Your task ->
Repeat the stretch of entries below from the line with "Guideline: for every instance of the overcast" through the line with "Guideline: for every instance of the dark hooded". Include both ends and add nothing.

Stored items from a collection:
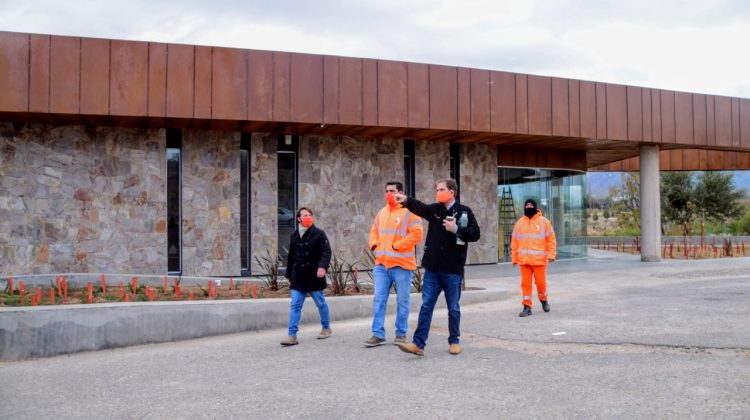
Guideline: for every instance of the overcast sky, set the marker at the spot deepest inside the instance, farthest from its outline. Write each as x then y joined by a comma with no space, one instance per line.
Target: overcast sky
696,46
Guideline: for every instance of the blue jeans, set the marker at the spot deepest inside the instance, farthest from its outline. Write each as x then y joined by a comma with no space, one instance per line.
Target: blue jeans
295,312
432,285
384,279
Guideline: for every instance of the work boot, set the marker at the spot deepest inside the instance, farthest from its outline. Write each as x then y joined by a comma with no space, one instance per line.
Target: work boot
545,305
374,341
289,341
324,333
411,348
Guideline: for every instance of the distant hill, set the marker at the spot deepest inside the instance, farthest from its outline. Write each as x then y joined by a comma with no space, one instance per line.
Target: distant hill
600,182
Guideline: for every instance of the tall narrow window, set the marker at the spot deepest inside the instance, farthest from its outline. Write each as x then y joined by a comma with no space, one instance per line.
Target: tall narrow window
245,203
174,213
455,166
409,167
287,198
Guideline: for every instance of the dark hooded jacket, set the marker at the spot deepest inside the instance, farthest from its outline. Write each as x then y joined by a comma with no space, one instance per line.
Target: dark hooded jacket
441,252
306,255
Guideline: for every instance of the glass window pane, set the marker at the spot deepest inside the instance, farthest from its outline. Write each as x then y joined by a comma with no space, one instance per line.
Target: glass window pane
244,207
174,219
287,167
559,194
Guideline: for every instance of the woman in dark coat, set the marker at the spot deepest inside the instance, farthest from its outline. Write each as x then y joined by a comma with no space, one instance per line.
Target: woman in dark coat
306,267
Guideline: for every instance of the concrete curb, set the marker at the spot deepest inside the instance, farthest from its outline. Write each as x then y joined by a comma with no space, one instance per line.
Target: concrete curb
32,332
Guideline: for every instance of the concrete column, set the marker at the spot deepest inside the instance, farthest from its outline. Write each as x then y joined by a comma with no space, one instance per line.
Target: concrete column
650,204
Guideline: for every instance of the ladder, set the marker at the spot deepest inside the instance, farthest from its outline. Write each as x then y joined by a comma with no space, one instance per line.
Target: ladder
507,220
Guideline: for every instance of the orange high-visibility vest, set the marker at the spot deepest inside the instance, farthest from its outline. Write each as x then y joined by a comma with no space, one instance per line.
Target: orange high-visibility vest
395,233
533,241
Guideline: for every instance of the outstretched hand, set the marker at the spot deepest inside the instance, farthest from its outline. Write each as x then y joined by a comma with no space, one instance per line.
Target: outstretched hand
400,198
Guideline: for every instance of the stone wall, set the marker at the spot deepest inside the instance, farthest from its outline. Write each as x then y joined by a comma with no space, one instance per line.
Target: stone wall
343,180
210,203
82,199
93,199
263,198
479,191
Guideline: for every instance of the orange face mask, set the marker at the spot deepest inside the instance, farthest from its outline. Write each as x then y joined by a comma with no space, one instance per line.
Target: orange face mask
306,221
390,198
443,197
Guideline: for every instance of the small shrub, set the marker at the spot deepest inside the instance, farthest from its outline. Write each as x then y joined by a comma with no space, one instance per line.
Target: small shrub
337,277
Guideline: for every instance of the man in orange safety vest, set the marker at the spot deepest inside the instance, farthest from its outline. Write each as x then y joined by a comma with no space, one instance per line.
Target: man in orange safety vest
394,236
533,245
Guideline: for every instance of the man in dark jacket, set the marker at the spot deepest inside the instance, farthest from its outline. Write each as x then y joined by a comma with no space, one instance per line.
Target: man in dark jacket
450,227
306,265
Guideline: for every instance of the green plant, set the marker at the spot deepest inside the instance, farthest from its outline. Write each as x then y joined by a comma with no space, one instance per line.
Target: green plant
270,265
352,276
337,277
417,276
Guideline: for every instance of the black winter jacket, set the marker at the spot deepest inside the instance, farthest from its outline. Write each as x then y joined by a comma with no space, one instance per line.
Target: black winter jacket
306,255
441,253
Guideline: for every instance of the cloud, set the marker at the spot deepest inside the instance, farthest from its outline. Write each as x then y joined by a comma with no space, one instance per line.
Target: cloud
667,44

* * *

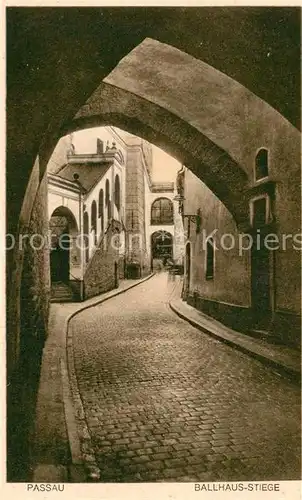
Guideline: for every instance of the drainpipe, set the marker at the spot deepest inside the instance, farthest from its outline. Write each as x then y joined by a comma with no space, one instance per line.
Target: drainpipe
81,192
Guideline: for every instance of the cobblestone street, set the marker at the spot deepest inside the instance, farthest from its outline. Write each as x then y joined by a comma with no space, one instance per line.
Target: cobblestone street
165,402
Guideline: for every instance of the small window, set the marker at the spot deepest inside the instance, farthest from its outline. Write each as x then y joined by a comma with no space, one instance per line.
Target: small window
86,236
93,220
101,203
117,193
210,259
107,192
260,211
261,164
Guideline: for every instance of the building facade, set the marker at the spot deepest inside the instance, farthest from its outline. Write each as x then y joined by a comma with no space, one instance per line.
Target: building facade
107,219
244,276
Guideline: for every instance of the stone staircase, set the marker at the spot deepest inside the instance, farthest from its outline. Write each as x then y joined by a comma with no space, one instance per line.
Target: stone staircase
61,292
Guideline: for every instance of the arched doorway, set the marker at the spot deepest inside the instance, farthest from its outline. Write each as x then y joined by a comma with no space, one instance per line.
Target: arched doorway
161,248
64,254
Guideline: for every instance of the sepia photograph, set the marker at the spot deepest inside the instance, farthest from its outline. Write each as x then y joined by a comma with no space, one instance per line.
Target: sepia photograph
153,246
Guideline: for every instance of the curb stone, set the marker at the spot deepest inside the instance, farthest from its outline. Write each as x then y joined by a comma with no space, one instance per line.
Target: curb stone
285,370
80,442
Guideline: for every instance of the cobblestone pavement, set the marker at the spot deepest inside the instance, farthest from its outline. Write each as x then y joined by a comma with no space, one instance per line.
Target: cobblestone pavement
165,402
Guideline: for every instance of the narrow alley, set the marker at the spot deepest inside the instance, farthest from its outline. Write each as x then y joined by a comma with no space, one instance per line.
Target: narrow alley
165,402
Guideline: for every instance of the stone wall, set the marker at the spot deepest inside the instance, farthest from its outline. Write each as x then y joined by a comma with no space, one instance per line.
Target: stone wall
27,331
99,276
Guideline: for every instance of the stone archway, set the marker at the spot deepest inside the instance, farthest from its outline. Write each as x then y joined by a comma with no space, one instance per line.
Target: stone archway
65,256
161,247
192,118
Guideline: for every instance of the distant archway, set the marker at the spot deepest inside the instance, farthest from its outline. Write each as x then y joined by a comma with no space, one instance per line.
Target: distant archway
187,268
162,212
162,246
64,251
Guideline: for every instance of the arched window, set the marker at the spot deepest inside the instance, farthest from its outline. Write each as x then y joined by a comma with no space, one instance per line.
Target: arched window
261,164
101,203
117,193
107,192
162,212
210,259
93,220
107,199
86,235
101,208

==

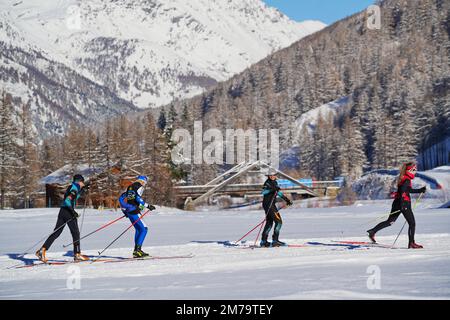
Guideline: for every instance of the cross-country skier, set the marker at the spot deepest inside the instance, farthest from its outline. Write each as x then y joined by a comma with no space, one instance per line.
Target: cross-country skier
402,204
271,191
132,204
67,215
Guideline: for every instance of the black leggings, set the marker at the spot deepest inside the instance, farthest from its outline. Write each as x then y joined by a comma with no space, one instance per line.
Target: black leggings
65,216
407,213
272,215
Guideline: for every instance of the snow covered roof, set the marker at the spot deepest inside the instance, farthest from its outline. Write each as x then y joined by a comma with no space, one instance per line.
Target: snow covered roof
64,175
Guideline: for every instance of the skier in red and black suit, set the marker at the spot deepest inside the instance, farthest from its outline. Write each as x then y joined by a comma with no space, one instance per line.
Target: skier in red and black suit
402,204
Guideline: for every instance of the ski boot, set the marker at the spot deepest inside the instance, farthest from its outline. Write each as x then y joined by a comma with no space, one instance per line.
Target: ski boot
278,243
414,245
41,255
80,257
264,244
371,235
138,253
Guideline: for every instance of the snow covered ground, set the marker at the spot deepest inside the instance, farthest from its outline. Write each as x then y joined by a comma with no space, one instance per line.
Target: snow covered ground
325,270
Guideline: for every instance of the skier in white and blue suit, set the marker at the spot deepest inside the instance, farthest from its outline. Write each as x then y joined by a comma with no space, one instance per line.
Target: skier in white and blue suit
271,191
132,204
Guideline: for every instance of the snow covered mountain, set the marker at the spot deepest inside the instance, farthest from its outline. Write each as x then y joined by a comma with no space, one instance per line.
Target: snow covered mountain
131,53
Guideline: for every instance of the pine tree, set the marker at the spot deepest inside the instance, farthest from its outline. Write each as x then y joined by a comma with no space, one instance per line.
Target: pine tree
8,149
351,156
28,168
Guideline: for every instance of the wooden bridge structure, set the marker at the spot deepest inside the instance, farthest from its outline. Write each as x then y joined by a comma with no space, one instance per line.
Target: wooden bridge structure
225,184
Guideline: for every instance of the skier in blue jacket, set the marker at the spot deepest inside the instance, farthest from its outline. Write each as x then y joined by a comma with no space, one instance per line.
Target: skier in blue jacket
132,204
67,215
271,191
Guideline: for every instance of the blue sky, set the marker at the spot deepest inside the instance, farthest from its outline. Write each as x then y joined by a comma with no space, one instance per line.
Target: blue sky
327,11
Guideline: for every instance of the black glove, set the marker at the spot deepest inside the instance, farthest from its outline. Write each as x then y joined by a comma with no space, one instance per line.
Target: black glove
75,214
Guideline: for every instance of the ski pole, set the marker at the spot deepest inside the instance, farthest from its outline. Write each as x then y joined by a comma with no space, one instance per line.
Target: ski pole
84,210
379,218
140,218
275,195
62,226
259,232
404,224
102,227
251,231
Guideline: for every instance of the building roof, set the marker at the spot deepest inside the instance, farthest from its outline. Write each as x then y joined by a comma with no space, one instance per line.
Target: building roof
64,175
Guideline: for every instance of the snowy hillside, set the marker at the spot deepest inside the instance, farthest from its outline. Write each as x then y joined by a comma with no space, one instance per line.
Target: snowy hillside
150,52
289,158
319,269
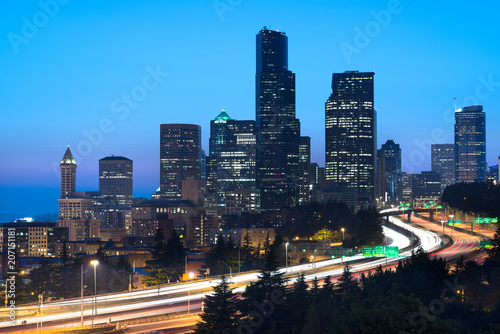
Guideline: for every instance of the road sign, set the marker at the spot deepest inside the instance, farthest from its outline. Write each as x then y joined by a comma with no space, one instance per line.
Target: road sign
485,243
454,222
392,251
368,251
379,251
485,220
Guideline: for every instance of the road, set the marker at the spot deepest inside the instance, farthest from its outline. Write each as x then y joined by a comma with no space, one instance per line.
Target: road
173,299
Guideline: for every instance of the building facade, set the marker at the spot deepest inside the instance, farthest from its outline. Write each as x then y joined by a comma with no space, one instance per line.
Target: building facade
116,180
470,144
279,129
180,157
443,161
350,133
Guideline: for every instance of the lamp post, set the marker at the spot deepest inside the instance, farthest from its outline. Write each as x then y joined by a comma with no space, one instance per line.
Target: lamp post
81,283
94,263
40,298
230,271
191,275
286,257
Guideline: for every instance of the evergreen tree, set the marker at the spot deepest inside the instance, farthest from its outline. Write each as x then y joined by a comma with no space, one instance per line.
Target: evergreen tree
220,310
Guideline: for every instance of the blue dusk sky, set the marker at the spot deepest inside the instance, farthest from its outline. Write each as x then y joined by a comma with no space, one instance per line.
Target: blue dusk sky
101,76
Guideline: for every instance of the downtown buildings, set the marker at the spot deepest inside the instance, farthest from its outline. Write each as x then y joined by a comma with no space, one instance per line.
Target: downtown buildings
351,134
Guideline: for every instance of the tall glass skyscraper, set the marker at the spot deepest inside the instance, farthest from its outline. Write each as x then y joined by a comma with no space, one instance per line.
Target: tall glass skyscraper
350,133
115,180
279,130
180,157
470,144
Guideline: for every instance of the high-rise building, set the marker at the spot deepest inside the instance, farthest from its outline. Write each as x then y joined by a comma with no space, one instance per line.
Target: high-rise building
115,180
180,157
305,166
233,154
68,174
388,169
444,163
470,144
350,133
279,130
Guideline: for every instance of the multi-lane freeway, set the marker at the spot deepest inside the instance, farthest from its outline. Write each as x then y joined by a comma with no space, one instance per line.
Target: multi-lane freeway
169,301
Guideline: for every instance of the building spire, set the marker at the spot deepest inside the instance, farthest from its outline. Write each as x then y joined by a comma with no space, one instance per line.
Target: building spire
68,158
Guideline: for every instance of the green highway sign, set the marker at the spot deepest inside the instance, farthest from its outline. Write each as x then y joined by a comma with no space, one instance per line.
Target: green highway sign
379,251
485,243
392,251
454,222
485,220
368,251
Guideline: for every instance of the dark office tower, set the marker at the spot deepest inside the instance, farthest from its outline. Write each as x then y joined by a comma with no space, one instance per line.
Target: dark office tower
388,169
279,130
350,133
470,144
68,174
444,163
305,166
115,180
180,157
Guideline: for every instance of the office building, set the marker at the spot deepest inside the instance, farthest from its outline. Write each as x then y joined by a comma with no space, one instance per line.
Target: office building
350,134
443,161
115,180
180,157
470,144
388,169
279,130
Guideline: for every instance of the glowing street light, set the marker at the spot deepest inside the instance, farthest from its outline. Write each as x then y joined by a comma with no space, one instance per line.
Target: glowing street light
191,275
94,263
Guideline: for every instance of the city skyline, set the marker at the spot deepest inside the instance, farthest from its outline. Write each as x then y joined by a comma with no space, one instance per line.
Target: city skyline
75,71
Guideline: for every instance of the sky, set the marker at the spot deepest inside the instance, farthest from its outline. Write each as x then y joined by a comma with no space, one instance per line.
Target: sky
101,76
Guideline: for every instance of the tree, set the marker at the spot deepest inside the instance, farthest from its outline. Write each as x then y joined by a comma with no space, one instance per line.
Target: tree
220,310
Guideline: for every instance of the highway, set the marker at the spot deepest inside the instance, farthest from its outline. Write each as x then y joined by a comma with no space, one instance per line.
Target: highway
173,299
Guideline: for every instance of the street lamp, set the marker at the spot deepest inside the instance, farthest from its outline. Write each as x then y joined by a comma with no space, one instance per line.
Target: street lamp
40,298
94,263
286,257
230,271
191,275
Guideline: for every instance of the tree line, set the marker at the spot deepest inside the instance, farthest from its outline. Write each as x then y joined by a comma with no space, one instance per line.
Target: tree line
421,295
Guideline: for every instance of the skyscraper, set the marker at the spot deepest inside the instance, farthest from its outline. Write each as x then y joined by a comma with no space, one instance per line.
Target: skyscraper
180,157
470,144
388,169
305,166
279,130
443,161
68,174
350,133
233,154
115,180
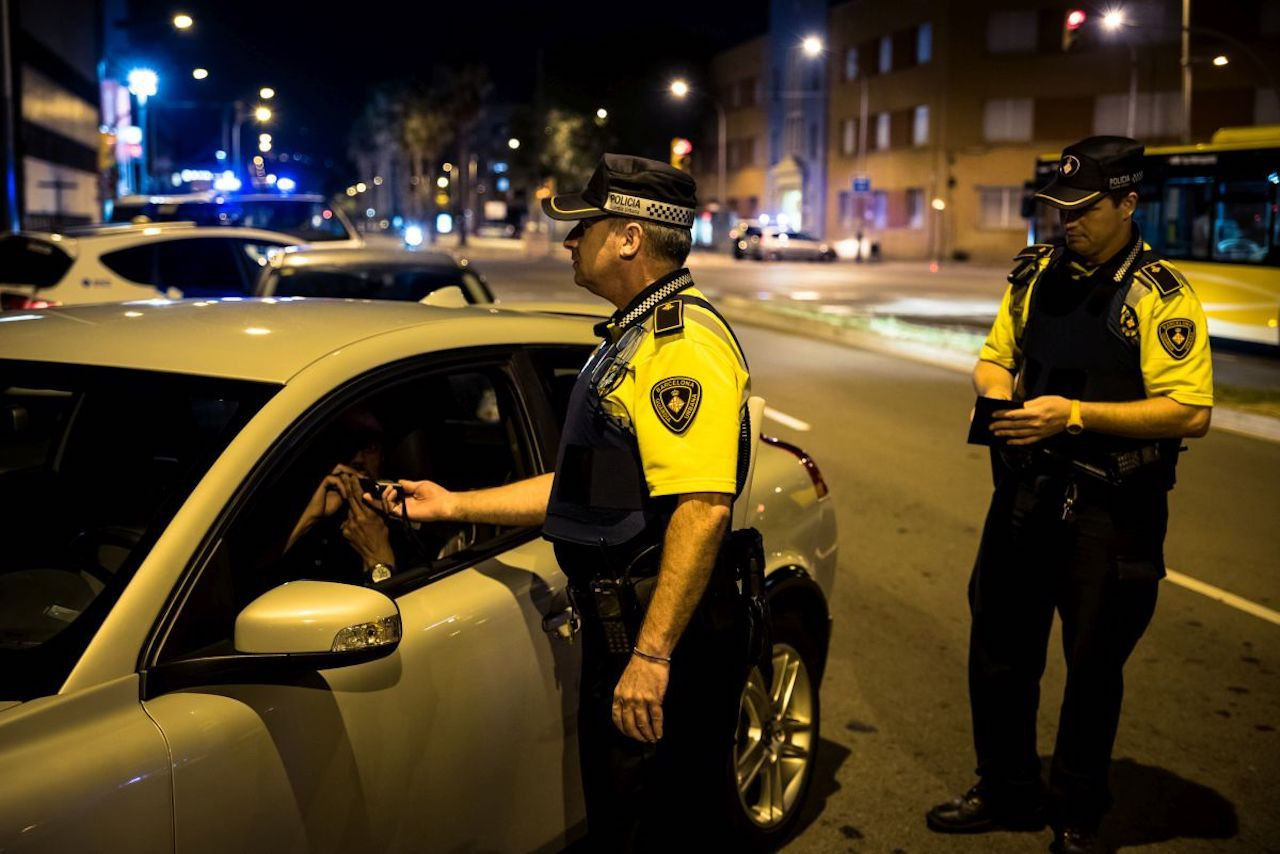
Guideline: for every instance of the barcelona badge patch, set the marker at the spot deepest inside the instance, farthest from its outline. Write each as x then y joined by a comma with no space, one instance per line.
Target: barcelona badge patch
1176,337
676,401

Solution ->
Guideline: for every instance of the overcast sky, set the marker at the spot deepest inside the instance, farthest from its outline. Write each as x then y joined by a comma with no space, one instance per line.
Target: overcast sky
696,46
Guideline: for every instance of the blue jeans, set the marker at the spot deepest inside the instance, farthest from its outline. Write each as x then y joined by a comma with no space, one instance per line.
Target: blue jeans
295,312
432,285
384,279
Guideline: for every instance of the work boot, set the marker at the spot deepest inside the instance, farthest from its outline. Write each as x then y joined by a comma with no space, one instance per line.
Target: work boot
545,305
374,341
289,341
324,333
411,348
Guideline: for every instance of the distant hill, set the marker at the spot deepest inside the instance, farthest from its outline. Write each as x then y joined by a comma with no space, one instance per line.
Target: distant hill
600,182
Guideline: for every instance of the tall narrow window, set the marker at the spot deepest inside the instance, farthest from its outline. Write each as x then y joined by a comma with no space, one instance per line.
Target: tall narrow window
245,203
174,213
455,166
409,167
287,198
Guideline: for every instance of the dark hooded jacket, set the marker at the spot deepest inside the instance, farthest from its outline. Write each as x then y joined by a comma with no space, one instance per line.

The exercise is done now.